Your assignment
Check the records below line by line. Give the count of lines with "raised", and nothing else.

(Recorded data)
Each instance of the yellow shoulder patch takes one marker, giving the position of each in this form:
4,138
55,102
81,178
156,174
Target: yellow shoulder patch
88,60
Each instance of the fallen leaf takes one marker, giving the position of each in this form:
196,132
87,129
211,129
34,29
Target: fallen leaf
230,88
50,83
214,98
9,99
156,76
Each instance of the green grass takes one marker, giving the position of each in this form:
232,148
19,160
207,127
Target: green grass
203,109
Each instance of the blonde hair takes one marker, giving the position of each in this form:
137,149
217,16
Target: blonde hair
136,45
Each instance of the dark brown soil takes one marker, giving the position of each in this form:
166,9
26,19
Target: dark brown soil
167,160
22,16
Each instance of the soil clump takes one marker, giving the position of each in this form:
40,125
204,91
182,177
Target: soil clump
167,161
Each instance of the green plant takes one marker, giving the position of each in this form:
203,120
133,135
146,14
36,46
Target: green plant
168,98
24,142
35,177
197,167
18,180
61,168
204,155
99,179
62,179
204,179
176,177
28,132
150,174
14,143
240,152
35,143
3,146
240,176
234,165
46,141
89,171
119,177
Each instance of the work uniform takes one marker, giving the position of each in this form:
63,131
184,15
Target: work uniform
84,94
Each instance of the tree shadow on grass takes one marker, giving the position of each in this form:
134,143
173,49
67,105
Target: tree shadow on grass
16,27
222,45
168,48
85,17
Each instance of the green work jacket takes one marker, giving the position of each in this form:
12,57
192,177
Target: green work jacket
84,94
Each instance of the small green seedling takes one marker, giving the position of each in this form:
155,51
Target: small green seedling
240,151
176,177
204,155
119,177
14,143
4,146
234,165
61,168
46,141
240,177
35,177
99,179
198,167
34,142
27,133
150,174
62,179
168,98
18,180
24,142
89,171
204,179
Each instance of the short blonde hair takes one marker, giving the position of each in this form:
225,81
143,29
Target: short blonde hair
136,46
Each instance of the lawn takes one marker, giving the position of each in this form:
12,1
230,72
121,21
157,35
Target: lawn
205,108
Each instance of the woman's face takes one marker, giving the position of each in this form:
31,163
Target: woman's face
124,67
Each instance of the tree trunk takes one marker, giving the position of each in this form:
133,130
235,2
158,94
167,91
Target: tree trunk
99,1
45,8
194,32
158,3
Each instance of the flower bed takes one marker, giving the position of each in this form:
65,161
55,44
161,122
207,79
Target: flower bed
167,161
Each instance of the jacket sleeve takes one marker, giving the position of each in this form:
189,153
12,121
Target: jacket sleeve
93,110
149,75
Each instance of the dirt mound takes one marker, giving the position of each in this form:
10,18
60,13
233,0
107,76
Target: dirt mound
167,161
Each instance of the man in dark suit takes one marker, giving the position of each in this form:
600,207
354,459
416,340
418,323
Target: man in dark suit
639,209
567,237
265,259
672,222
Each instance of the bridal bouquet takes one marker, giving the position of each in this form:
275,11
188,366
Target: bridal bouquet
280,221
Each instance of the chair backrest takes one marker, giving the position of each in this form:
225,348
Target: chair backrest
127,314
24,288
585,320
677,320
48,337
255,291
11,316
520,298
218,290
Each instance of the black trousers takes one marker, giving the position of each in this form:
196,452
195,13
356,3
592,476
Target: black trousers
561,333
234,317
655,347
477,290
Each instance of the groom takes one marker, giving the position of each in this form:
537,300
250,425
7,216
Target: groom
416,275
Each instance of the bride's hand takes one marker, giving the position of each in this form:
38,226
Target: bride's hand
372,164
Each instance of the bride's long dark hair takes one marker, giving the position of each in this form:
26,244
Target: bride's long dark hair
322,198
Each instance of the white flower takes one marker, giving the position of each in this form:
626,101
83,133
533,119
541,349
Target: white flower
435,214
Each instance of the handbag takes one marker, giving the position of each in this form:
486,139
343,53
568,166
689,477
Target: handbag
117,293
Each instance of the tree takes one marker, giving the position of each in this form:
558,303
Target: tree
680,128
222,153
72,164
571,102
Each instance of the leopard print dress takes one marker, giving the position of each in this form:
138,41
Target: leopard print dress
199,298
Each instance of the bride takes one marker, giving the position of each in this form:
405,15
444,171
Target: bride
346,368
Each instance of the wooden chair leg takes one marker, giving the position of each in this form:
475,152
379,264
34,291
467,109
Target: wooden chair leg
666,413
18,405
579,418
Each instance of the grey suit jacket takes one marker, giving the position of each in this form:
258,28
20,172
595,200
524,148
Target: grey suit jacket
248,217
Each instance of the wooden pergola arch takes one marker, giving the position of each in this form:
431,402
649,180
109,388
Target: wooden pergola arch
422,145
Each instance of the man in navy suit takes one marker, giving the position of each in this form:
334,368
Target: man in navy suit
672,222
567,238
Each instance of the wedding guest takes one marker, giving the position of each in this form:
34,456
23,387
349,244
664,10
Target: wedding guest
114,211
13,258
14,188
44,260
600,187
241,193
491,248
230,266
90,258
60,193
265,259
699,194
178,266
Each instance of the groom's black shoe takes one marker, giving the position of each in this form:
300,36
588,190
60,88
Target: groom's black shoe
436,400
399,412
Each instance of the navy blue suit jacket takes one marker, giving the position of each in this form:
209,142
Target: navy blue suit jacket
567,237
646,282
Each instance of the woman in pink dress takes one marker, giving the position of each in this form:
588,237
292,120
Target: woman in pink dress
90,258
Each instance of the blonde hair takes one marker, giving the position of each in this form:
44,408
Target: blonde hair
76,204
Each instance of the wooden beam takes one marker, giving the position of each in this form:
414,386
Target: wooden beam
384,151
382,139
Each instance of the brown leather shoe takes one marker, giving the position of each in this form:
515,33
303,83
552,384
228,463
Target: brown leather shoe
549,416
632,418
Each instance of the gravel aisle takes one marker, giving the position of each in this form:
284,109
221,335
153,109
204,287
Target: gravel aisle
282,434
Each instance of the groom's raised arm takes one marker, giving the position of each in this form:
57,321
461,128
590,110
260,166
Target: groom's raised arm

Task response
2